* [Set problem]
Without the pictures, copy the entries below word for word.

* [Task inputs]

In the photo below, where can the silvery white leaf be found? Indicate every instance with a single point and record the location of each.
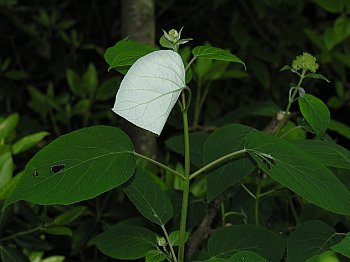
(150, 90)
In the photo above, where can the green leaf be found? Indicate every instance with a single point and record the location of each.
(126, 52)
(246, 256)
(332, 6)
(328, 153)
(7, 190)
(77, 166)
(69, 215)
(343, 247)
(6, 168)
(317, 76)
(225, 242)
(28, 142)
(59, 231)
(149, 199)
(315, 113)
(126, 242)
(215, 53)
(8, 125)
(90, 79)
(300, 172)
(340, 128)
(174, 238)
(310, 238)
(155, 256)
(197, 140)
(223, 141)
(75, 83)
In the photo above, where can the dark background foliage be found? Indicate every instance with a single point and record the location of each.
(47, 46)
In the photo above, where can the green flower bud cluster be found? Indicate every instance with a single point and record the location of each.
(305, 62)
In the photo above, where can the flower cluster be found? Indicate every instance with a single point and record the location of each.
(305, 62)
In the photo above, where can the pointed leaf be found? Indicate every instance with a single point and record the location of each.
(126, 52)
(330, 154)
(343, 247)
(149, 199)
(225, 242)
(77, 166)
(150, 90)
(246, 256)
(299, 171)
(126, 242)
(223, 141)
(315, 112)
(215, 53)
(311, 238)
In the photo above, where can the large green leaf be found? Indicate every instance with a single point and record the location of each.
(315, 112)
(197, 139)
(149, 199)
(225, 242)
(299, 171)
(330, 154)
(215, 53)
(77, 166)
(343, 247)
(311, 238)
(126, 52)
(223, 141)
(126, 242)
(246, 256)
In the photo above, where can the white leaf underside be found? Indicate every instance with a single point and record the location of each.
(150, 90)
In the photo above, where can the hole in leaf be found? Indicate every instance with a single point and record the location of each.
(57, 168)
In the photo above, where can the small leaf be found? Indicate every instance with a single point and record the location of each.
(246, 256)
(77, 166)
(69, 215)
(215, 53)
(60, 231)
(126, 52)
(155, 256)
(174, 238)
(221, 142)
(300, 172)
(150, 90)
(28, 142)
(126, 242)
(149, 199)
(317, 76)
(343, 247)
(310, 238)
(328, 153)
(225, 242)
(315, 113)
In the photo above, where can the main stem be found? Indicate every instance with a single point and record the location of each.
(186, 183)
(291, 100)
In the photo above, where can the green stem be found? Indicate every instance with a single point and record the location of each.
(186, 183)
(217, 162)
(160, 165)
(170, 245)
(190, 63)
(291, 100)
(35, 229)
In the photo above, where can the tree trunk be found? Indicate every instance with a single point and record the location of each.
(138, 23)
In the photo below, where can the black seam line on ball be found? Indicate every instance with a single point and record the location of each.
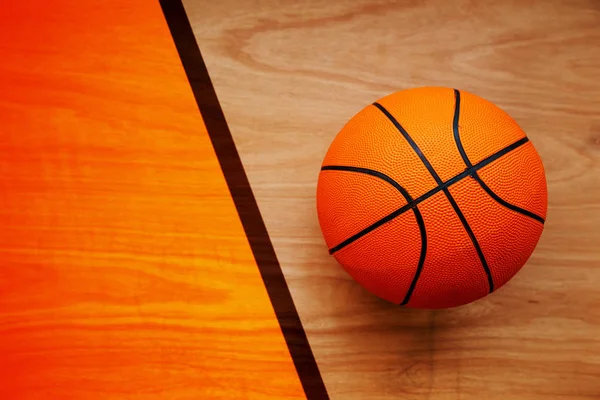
(471, 234)
(411, 142)
(457, 140)
(374, 173)
(506, 204)
(477, 178)
(415, 209)
(427, 195)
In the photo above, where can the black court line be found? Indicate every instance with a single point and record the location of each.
(416, 211)
(427, 195)
(476, 176)
(244, 200)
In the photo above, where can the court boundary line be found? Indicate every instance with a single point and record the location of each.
(244, 200)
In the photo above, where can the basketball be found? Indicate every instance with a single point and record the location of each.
(431, 198)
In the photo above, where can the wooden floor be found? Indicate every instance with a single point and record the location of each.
(289, 74)
(125, 269)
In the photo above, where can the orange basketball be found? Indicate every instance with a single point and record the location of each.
(432, 198)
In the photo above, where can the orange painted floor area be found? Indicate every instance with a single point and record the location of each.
(124, 269)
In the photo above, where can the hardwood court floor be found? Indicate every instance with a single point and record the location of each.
(125, 272)
(289, 74)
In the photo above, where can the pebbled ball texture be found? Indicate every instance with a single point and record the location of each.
(432, 198)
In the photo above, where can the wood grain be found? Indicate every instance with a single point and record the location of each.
(289, 74)
(125, 272)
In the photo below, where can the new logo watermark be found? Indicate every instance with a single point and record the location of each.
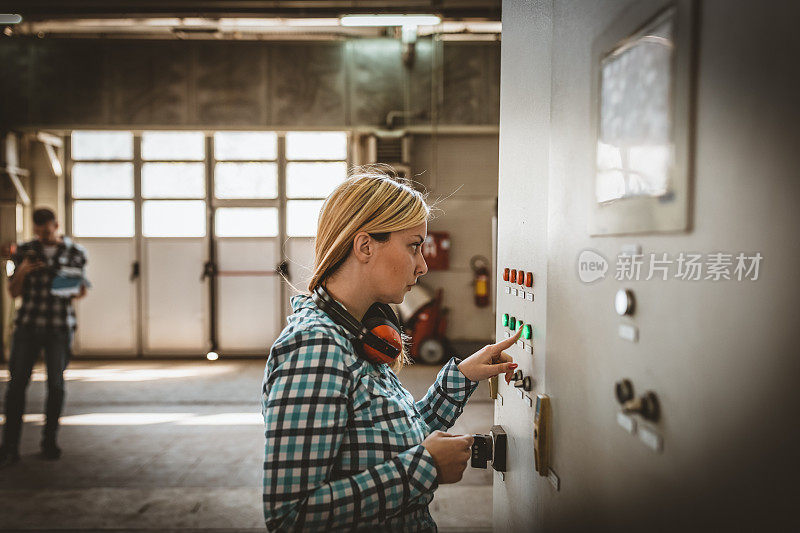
(684, 266)
(591, 266)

* [Written solution]
In the photo below, where can the silvery white leaf be found? Indicate every instance with a single point and record the location of each.
(150, 90)
In the photo above, where can the green leaf be found? Indicate every instance with a single point and record the location of each.
(126, 52)
(246, 256)
(332, 6)
(328, 153)
(7, 190)
(77, 166)
(69, 215)
(343, 247)
(6, 168)
(317, 76)
(225, 242)
(28, 142)
(59, 231)
(149, 199)
(315, 113)
(126, 242)
(215, 53)
(8, 125)
(90, 79)
(300, 172)
(340, 128)
(174, 238)
(310, 238)
(155, 256)
(197, 140)
(223, 141)
(75, 83)
In the photo above, where can the dark background foliage be found? Indicate every instance with a single point and record the location of each.
(47, 46)
In the photo above, where can the green flower bud cluster be found? Indicate every instance with a single point and record the location of each.
(305, 62)
In the photo above, where can the flower cluster be found? Indicate every instance with a single point and record the location of each.
(305, 62)
In the photo above, where can the pointed leaf be found? Indicate every instance with a single point and record the location of each.
(126, 52)
(330, 154)
(343, 247)
(149, 199)
(225, 242)
(77, 166)
(150, 90)
(246, 256)
(299, 171)
(126, 242)
(223, 141)
(315, 112)
(215, 53)
(311, 238)
In the photo above, where can the large green leaf be found? Indicate every instance with a single point and record the location of each.
(315, 112)
(197, 139)
(149, 199)
(225, 242)
(299, 171)
(330, 154)
(215, 53)
(77, 166)
(343, 247)
(311, 238)
(126, 52)
(223, 141)
(126, 242)
(246, 256)
In the photo above, where can the white leaf underside be found? Indicate every instance with a single point and record the location of each.
(150, 90)
In the photo above, where can the hole in leaf be found? Indicate every instance with a single point and record the location of each.
(57, 168)
In the photo above, where can the small leaf be found? Indicate every instance with a single point and record the location of each.
(246, 256)
(77, 166)
(69, 215)
(215, 53)
(60, 231)
(126, 52)
(155, 256)
(174, 238)
(221, 142)
(300, 172)
(150, 90)
(28, 142)
(126, 242)
(149, 199)
(317, 76)
(343, 247)
(310, 238)
(328, 153)
(225, 242)
(315, 113)
In the photo above, where can the main stem be found? Indicate every instance with a single point and record the location of each.
(186, 183)
(291, 100)
In the photo above, where can the green stem be found? Indicate every instance with a single point and record the location of each.
(186, 183)
(217, 162)
(160, 165)
(170, 245)
(190, 63)
(291, 100)
(35, 229)
In the photo above, where can the tree trunk be found? Indicate every instance with a single point and record the location of each.
(138, 23)
In the photo below, where can the black seam line on ball be found? Indicate every instance with a single point and record the location of each.
(471, 234)
(411, 142)
(457, 140)
(374, 173)
(506, 204)
(477, 178)
(415, 209)
(427, 195)
In the photo above, where can the black court line be found? Indicate every instance with a single point and record the location of each.
(416, 211)
(427, 195)
(476, 176)
(244, 200)
In the photo above, where can the court boundary line be found? Indicate every instance with a single point and record the location of each.
(244, 200)
In the photo above, where can the basketball be found? Indicate every instance with a single point and record the location of each.
(431, 198)
In the photo above, where can the wooden floor be found? Indicate every instance with a single point and record the location of each.
(289, 74)
(125, 269)
In the photo above, where can the orange basketball be found? Indicate every instance with a single point and record the location of each.
(432, 198)
In the photo above, where can the orange painted floor area be found? Indicate every instance with a single point and record the location of each.
(124, 269)
In the photo above, where can the hardwood court floor be found? Indicate every instance with a single point and record the location of each.
(125, 272)
(289, 74)
In the photo above, where can the pebbled ball texture be found? Indicate every instance with a single point and record the location of each.
(432, 198)
In the photo above, where can the wood grain be found? Indicate every instance with a single point and record the location of each.
(289, 74)
(125, 272)
In the photo below, where can the new logo watermark be found? Indicate every instance with a single point and record the location of each.
(684, 266)
(591, 266)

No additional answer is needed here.